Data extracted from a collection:
┏━━

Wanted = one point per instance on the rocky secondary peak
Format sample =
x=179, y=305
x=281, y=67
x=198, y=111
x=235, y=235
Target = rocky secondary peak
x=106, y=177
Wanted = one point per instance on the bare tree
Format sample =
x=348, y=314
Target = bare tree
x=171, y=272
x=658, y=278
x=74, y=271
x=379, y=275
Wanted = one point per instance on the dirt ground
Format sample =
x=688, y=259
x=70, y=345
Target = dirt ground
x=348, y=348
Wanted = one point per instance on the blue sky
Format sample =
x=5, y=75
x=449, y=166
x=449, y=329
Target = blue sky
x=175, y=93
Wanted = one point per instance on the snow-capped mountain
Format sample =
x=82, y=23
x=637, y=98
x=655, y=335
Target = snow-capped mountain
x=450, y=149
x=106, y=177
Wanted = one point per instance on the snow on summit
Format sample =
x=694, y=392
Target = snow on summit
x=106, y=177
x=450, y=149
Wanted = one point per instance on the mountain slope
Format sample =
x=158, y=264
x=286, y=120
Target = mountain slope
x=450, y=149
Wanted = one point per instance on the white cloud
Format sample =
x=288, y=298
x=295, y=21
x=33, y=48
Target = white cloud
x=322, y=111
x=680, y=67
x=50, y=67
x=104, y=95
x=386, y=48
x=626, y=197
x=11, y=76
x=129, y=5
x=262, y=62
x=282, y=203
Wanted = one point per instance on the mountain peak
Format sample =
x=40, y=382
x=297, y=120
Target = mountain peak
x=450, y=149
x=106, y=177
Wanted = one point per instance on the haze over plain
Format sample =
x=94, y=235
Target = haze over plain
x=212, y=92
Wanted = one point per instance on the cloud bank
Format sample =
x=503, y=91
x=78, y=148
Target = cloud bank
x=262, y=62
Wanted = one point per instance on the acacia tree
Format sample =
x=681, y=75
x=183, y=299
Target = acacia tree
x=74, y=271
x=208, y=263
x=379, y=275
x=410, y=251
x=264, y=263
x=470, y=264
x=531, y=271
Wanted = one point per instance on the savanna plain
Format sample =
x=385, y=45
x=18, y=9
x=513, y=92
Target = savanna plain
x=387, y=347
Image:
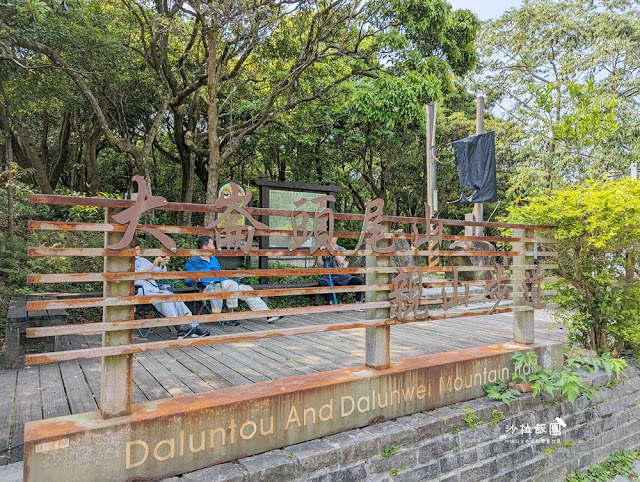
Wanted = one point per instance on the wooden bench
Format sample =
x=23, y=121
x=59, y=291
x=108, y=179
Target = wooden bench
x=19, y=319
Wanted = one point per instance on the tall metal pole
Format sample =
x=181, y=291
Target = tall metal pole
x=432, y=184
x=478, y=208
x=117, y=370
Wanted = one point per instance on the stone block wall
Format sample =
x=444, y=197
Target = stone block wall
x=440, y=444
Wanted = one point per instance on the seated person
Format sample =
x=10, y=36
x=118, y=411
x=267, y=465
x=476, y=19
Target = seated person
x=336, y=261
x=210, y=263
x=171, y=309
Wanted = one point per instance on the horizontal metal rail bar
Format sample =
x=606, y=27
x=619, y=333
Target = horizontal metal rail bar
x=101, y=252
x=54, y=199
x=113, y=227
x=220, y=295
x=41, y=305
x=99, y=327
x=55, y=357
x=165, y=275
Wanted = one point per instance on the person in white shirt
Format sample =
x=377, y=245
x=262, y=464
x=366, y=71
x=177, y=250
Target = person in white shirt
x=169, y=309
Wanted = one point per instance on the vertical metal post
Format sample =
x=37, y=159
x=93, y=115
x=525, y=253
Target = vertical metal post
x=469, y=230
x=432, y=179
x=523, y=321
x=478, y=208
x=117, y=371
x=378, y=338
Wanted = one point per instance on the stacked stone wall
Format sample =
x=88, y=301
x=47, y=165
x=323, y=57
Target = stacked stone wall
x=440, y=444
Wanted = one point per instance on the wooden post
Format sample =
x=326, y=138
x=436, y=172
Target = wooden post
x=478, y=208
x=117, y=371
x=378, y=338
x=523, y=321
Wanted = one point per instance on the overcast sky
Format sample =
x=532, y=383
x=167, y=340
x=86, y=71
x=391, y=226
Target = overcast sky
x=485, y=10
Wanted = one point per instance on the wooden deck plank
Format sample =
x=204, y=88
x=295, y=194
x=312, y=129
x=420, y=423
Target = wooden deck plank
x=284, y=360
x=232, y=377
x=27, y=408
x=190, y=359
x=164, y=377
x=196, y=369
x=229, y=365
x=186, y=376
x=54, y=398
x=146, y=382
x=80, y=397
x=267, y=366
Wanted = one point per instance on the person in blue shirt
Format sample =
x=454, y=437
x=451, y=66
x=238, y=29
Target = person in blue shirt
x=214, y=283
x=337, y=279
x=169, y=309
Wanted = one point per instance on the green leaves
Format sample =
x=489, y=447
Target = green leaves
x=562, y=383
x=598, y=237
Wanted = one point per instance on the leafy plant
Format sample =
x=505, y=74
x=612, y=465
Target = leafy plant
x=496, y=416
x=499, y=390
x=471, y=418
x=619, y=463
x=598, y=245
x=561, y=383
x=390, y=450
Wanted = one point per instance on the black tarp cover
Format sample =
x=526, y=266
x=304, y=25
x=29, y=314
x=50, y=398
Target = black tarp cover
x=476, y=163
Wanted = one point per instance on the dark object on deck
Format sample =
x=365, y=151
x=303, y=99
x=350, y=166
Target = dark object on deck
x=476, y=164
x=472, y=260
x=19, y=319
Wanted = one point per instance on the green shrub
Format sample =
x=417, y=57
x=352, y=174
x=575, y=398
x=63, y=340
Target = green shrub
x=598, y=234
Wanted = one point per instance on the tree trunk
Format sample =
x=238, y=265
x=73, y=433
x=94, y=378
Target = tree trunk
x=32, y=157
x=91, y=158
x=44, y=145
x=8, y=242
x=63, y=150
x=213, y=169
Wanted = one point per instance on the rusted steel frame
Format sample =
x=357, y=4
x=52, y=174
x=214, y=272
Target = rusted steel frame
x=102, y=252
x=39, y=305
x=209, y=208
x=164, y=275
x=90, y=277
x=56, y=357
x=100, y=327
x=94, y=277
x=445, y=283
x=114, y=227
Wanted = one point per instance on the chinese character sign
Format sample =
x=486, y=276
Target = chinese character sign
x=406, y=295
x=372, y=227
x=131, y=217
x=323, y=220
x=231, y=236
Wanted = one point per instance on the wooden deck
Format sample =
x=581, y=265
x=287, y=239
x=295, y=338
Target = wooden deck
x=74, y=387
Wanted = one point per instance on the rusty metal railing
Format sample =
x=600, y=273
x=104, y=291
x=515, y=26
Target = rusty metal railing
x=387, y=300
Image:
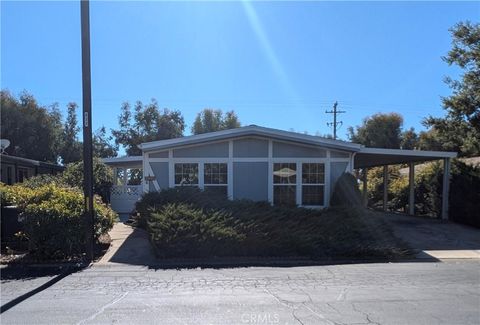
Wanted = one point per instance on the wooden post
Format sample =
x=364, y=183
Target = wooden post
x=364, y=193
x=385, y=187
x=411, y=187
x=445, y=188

┗━━

● **WORK ITEM**: Give back the records word for word. Start at the first line, end at the line containing "x=348, y=314", and include both.

● **OUTPUT FOR THIS TASK**:
Wanted = one point per instance on the rocky secondary peak
Format sample =
x=179, y=305
x=281, y=67
x=198, y=111
x=235, y=235
Target = rocky secondary peak
x=106, y=177
Wanted = one point per instance on the bare tree
Format sample =
x=348, y=314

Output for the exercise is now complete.